§ TASK REQUIREMENTS:
Nothing past the line containing "Category: exposed brick" belongs in the output. Copy exactly every line of the data below from the first up to and including it.

§ DATA SECTION:
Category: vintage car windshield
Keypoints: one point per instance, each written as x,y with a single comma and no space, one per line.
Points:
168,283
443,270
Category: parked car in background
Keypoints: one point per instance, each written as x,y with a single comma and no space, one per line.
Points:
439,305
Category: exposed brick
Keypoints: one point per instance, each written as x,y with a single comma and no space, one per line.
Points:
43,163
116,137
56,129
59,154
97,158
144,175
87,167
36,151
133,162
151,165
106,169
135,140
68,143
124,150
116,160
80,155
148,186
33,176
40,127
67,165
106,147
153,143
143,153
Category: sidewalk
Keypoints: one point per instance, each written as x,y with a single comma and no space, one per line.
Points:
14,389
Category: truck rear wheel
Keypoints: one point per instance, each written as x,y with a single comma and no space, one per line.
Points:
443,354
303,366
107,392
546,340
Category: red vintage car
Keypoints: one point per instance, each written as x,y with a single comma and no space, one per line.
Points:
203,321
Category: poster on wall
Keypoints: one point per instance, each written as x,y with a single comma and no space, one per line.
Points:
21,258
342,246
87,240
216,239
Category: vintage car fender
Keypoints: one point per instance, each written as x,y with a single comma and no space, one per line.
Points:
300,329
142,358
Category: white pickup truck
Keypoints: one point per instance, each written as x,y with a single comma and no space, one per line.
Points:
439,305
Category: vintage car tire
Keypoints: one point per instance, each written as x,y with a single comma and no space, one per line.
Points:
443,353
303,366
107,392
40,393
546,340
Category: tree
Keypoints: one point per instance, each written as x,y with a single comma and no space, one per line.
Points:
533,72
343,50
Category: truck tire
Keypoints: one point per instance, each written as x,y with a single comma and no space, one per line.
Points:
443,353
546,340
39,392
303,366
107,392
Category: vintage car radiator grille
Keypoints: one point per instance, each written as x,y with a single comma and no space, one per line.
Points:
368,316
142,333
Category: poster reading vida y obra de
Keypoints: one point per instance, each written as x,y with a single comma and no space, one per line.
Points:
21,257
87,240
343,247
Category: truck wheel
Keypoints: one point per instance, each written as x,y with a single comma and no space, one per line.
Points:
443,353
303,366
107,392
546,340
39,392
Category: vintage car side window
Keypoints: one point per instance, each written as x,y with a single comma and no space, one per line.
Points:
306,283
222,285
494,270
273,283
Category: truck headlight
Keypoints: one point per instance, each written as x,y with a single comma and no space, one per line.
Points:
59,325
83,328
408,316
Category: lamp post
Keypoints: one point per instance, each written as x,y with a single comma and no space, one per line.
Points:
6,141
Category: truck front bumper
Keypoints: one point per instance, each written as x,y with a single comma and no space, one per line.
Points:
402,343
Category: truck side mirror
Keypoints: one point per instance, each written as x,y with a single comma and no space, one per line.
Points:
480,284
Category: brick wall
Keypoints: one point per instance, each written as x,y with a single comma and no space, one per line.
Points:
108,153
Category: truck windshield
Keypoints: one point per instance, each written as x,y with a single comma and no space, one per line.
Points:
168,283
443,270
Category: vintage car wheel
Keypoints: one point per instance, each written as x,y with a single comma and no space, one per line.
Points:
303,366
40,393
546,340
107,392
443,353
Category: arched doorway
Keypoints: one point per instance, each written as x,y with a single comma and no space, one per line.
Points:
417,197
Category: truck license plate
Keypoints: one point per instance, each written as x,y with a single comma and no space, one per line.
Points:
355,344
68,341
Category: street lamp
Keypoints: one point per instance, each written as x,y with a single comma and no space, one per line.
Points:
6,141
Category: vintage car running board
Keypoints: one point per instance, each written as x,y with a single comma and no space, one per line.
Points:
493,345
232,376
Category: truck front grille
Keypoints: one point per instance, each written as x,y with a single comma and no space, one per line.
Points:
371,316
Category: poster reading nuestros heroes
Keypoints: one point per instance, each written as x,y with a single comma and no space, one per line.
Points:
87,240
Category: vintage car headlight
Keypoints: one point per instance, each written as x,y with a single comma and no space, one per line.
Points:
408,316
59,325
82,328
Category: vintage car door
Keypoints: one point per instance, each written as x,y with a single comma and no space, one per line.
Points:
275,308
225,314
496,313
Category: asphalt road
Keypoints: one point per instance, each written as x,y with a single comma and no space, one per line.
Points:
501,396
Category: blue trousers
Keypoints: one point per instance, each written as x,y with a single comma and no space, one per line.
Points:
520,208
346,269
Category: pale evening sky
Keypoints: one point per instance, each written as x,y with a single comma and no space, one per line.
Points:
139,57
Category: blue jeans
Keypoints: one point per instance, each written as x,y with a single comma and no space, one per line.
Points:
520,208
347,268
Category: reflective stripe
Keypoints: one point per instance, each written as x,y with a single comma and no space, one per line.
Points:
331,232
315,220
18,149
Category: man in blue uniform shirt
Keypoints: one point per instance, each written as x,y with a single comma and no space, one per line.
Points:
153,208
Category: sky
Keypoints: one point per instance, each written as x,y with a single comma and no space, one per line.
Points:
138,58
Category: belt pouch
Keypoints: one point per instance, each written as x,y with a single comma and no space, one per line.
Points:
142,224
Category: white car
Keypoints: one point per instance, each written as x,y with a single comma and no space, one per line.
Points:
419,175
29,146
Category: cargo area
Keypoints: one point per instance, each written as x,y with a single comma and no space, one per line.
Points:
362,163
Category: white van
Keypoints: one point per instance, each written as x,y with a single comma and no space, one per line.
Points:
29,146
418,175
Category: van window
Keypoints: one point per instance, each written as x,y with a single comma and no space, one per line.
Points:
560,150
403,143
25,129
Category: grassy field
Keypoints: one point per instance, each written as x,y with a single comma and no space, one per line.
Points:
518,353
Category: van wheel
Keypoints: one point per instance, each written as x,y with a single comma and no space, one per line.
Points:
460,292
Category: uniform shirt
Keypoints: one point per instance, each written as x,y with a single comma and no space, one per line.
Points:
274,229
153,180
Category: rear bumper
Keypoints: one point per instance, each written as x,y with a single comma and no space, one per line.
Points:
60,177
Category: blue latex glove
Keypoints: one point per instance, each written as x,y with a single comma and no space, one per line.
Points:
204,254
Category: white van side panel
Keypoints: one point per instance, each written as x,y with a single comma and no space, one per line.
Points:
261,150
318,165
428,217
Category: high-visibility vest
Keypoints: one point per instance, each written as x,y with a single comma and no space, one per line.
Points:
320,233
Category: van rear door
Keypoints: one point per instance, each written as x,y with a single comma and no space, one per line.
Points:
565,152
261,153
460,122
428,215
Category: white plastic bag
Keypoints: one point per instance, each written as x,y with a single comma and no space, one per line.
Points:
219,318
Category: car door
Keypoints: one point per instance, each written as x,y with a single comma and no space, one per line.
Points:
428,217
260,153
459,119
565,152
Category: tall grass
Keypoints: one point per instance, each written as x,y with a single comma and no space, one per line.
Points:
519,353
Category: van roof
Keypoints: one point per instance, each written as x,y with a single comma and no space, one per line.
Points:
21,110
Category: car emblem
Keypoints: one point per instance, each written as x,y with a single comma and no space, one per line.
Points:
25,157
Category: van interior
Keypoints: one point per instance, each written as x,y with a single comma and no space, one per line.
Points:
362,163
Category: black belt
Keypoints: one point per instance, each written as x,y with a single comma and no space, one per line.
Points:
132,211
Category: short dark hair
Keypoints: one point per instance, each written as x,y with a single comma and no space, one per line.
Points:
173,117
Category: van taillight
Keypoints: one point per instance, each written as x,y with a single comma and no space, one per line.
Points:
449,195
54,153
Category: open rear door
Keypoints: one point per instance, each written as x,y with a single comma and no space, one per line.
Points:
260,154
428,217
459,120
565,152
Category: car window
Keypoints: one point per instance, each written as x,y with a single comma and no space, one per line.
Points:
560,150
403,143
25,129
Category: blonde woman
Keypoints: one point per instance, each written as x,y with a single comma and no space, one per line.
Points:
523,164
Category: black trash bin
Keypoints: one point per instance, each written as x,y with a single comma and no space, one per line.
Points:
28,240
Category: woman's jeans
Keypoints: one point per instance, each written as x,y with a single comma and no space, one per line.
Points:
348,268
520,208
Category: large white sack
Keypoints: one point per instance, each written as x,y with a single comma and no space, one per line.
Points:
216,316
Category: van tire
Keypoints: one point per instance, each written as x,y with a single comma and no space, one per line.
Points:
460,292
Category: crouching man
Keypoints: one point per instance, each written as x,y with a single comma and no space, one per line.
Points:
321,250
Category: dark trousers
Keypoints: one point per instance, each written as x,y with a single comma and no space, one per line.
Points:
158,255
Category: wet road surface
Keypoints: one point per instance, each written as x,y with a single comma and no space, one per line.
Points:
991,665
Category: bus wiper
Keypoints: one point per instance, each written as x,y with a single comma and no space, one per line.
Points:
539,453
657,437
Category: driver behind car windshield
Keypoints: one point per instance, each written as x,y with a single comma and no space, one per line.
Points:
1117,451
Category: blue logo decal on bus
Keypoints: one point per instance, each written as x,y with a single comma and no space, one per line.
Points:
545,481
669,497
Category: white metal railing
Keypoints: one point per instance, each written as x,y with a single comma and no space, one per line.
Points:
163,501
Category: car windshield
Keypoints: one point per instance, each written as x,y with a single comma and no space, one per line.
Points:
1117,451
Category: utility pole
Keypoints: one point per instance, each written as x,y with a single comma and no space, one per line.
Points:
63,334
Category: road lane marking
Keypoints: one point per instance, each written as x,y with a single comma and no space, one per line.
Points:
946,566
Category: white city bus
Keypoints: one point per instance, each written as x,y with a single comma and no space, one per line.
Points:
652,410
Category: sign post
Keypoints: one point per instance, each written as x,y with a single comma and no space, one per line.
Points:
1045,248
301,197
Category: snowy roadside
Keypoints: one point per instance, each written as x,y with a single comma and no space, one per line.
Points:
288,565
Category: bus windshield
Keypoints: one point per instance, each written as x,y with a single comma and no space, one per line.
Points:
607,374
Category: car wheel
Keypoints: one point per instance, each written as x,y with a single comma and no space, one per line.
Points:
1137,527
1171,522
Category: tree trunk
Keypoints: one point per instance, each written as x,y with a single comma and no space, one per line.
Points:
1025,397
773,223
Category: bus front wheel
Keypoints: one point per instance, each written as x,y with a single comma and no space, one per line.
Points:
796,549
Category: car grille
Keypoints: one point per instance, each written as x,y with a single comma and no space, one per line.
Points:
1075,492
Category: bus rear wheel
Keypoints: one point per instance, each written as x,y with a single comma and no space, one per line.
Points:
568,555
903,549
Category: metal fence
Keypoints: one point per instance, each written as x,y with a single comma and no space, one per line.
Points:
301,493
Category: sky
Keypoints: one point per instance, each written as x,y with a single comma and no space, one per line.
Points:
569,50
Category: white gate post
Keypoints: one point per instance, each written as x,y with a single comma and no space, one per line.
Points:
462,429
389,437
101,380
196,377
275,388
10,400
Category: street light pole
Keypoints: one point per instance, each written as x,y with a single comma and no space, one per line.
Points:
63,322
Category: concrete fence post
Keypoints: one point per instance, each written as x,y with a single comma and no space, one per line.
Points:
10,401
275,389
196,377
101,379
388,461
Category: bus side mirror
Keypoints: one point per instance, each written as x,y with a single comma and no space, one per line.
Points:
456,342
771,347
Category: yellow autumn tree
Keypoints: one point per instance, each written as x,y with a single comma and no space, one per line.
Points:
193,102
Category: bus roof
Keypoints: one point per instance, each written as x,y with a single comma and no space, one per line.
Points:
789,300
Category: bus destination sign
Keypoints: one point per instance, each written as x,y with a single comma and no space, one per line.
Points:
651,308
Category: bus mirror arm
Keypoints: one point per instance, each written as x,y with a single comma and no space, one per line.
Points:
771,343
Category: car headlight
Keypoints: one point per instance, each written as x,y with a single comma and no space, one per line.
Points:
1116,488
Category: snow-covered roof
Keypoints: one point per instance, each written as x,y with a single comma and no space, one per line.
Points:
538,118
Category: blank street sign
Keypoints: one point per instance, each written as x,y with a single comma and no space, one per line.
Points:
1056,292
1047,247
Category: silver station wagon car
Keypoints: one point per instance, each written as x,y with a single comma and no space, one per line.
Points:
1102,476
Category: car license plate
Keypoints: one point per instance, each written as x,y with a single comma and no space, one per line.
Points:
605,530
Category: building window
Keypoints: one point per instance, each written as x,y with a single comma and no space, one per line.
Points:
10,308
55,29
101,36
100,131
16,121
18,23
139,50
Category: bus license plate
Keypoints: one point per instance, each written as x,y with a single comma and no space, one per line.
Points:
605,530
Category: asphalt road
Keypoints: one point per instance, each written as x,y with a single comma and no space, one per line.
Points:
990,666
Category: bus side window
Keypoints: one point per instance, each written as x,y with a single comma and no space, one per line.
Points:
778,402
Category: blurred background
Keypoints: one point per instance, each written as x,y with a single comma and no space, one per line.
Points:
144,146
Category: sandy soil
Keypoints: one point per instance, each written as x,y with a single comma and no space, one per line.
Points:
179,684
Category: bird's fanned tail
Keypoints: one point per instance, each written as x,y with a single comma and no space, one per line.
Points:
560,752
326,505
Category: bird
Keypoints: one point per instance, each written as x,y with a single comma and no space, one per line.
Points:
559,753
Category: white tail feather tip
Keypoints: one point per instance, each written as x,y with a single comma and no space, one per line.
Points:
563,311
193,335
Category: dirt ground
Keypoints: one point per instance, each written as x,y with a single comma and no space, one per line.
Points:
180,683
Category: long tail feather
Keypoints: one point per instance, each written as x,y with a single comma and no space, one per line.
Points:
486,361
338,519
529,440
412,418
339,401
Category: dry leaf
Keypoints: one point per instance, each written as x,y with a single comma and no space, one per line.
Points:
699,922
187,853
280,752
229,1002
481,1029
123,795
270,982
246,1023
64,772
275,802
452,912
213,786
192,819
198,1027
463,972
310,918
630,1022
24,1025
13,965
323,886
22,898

§ EXERCISE RESPONSE:
Category: vintage car windshield
Keypoints: one point per instance, each written as x,y with a single comma and no space, one per line.
Points:
168,283
443,270
Category: parked car in background
Keypoints: one point per instance, each written as x,y with a single comma and no space, one per line.
Points:
439,305
Category: exposed brick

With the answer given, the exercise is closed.